→ **Record extracts**
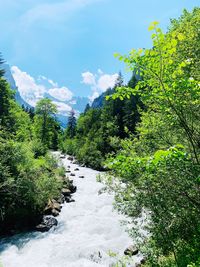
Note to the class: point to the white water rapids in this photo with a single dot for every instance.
(87, 230)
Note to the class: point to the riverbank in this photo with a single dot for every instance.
(87, 230)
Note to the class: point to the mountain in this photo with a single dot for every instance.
(9, 78)
(98, 102)
(64, 107)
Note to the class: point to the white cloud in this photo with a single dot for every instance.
(32, 91)
(107, 81)
(99, 82)
(62, 94)
(27, 86)
(63, 108)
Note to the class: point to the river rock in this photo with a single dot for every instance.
(72, 188)
(46, 224)
(131, 251)
(69, 199)
(61, 199)
(56, 205)
(55, 212)
(66, 192)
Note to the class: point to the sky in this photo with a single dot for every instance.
(66, 47)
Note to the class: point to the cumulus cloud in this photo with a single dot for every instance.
(63, 108)
(62, 94)
(55, 11)
(27, 86)
(99, 82)
(32, 91)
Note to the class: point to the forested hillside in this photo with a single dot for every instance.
(29, 176)
(147, 133)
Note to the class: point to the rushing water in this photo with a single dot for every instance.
(87, 229)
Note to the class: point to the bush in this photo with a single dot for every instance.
(166, 186)
(26, 184)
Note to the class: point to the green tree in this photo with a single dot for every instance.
(71, 125)
(44, 120)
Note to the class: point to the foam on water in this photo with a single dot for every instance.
(87, 229)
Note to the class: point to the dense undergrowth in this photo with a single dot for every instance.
(29, 175)
(149, 134)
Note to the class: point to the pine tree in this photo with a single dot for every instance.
(71, 126)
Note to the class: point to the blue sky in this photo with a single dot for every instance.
(69, 44)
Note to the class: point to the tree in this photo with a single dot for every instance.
(1, 70)
(44, 121)
(71, 125)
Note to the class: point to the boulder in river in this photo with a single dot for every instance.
(61, 199)
(52, 205)
(55, 212)
(72, 188)
(69, 199)
(46, 224)
(66, 192)
(131, 251)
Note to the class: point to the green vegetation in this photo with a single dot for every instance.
(149, 131)
(29, 176)
(98, 130)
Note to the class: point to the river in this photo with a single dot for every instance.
(87, 230)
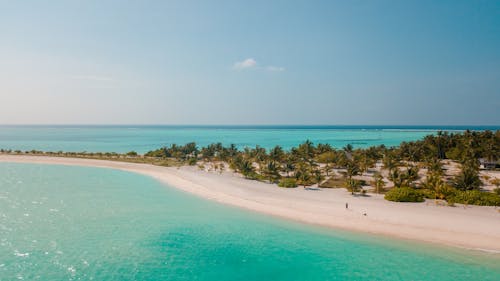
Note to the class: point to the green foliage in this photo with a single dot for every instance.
(192, 161)
(476, 197)
(378, 183)
(132, 153)
(404, 194)
(287, 182)
(353, 185)
(467, 179)
(497, 191)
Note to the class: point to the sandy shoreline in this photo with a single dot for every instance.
(472, 227)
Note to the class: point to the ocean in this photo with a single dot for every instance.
(125, 138)
(82, 223)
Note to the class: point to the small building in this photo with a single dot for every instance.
(485, 164)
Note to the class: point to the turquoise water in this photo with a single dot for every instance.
(76, 223)
(145, 138)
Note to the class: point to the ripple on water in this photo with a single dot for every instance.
(101, 224)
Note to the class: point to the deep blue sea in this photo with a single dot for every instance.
(80, 223)
(141, 139)
(77, 223)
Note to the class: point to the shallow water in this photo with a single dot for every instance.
(79, 223)
(145, 138)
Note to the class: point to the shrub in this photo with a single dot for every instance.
(497, 191)
(476, 197)
(132, 153)
(404, 194)
(287, 182)
(192, 161)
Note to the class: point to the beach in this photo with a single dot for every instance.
(471, 227)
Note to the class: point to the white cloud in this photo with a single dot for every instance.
(91, 77)
(248, 63)
(252, 63)
(275, 68)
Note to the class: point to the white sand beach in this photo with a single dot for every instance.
(471, 227)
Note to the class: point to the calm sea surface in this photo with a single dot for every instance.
(145, 138)
(76, 223)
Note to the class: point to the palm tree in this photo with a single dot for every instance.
(378, 182)
(247, 169)
(271, 171)
(352, 185)
(303, 175)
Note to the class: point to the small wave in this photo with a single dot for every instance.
(18, 254)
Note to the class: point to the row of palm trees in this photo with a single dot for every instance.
(310, 164)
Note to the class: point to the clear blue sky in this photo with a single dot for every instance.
(252, 62)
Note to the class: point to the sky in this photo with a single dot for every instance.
(250, 62)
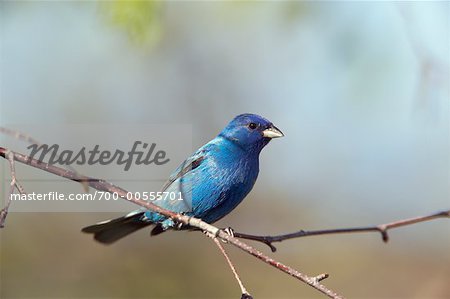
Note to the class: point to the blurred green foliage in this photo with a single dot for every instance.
(141, 20)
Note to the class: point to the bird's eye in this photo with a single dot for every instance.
(252, 126)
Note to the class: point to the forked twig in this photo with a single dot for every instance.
(102, 185)
(381, 228)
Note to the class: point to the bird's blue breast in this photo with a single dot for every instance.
(211, 190)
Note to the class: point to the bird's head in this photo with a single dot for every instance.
(250, 131)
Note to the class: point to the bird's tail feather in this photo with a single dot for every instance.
(110, 231)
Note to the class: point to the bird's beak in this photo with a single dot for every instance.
(272, 132)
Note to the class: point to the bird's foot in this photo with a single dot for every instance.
(229, 231)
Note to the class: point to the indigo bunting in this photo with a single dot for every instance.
(213, 181)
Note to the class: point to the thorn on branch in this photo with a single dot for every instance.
(320, 277)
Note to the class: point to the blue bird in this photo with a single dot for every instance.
(213, 181)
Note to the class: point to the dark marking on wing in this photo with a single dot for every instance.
(185, 168)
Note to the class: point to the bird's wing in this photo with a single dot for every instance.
(188, 165)
(179, 185)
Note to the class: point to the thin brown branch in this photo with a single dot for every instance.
(245, 293)
(381, 228)
(102, 185)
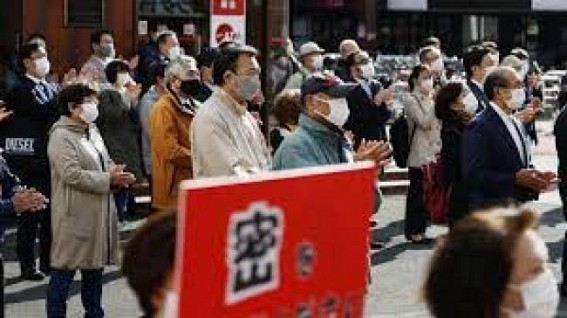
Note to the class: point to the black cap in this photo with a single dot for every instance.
(239, 48)
(326, 84)
(207, 57)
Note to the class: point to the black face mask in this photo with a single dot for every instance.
(191, 87)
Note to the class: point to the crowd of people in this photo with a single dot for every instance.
(74, 149)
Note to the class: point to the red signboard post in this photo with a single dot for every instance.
(291, 244)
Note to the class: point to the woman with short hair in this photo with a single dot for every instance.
(83, 213)
(492, 265)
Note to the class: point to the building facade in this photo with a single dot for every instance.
(400, 26)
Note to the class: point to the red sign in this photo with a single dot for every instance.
(228, 7)
(291, 244)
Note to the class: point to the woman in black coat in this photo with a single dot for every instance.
(449, 108)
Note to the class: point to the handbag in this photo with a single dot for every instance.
(435, 196)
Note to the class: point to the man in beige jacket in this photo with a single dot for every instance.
(226, 139)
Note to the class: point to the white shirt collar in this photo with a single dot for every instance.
(505, 117)
(35, 79)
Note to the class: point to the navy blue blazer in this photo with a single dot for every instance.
(366, 120)
(490, 161)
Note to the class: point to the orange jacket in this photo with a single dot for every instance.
(171, 149)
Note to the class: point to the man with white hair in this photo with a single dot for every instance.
(347, 48)
(170, 123)
(311, 56)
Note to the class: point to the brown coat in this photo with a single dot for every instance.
(83, 214)
(171, 149)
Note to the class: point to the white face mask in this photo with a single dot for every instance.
(524, 71)
(42, 67)
(368, 71)
(123, 79)
(518, 98)
(495, 57)
(339, 111)
(318, 62)
(89, 113)
(437, 65)
(471, 103)
(540, 296)
(427, 85)
(174, 52)
(488, 70)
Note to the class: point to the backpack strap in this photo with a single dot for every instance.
(415, 125)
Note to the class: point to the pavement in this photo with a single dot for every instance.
(397, 270)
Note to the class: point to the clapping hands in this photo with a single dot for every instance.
(29, 200)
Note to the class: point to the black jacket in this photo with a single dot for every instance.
(451, 136)
(367, 120)
(119, 131)
(483, 101)
(24, 135)
(560, 131)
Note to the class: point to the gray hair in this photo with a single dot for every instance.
(179, 67)
(513, 62)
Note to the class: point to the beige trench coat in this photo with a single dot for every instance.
(83, 213)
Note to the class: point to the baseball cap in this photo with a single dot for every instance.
(240, 48)
(327, 84)
(310, 48)
(359, 58)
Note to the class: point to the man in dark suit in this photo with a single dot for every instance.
(560, 132)
(478, 64)
(496, 156)
(205, 62)
(369, 111)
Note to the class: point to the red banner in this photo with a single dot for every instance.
(292, 244)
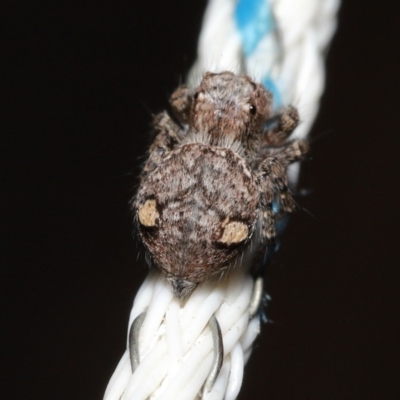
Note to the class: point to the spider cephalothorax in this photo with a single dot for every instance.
(216, 181)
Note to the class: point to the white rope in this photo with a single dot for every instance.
(282, 44)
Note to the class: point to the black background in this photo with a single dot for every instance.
(79, 82)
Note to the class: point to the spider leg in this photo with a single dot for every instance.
(181, 101)
(279, 127)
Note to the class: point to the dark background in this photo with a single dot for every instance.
(78, 84)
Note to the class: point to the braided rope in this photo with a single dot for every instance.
(282, 44)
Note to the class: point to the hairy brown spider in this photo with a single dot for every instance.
(215, 183)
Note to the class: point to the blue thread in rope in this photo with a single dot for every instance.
(273, 88)
(254, 20)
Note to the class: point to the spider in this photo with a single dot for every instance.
(215, 183)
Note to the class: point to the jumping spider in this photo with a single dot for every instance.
(215, 183)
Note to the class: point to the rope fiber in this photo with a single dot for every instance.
(281, 43)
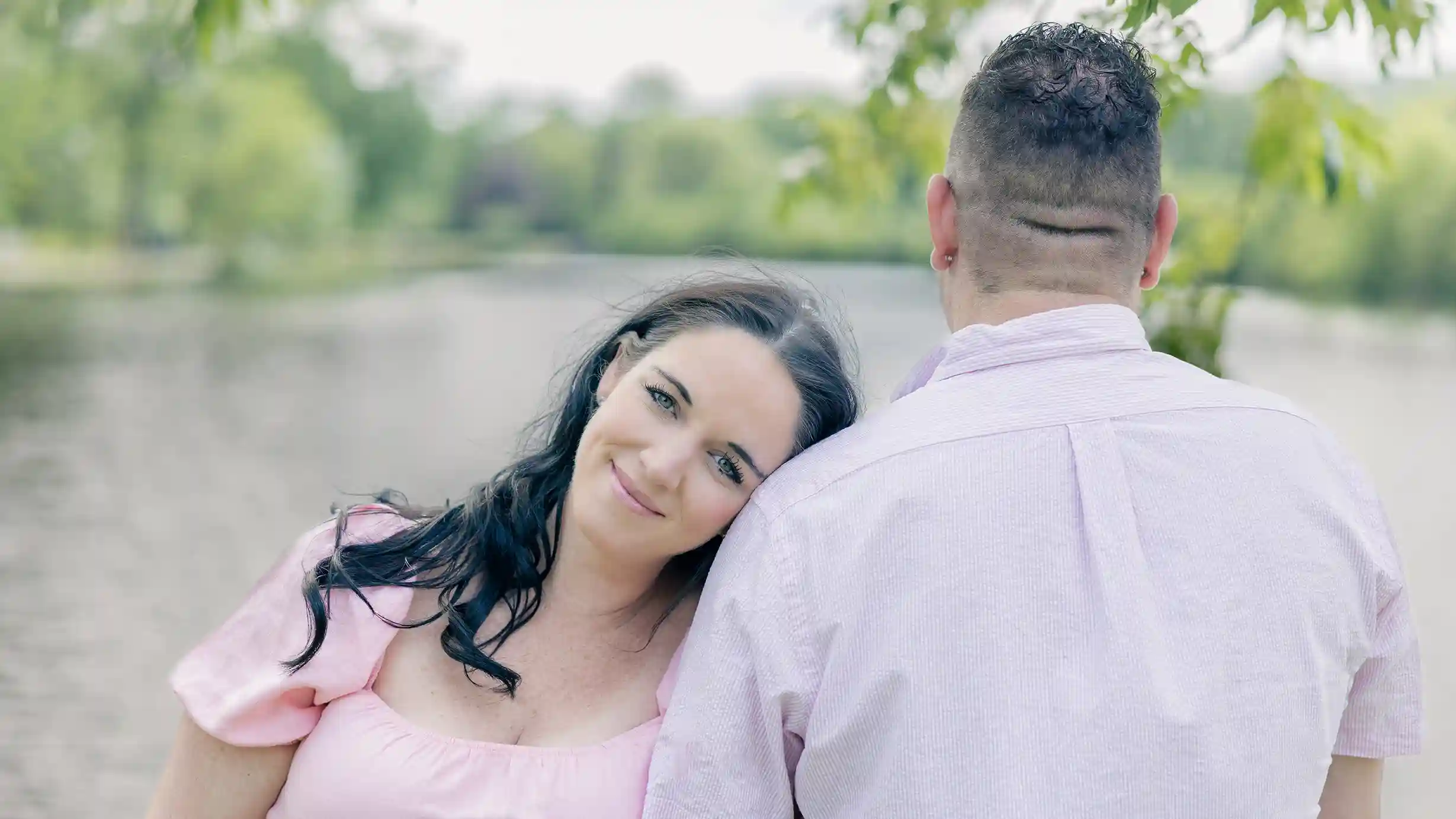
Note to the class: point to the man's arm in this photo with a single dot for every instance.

→ **Work task**
Only the lines from the one that holds "Note to the class: point to the blue thread" through the final line of the material should be reproduced, word for word, with the pictures omitted.

→ **Result of the exercise**
Note to the class: point to the blue thread in rope in this photo with a single dot for every instance.
(273, 88)
(254, 20)
Note to the class: point to the spider in this photo with a single dot for every instance.
(215, 183)
Note to the class: point to the jumping spider in this photo with a single dot for every instance.
(215, 183)
Note to the class: point to the rope fiber in this photo with a single dot for every instance.
(281, 43)
Note to the class: point to the man's arm in this photo with a single dot for every instance.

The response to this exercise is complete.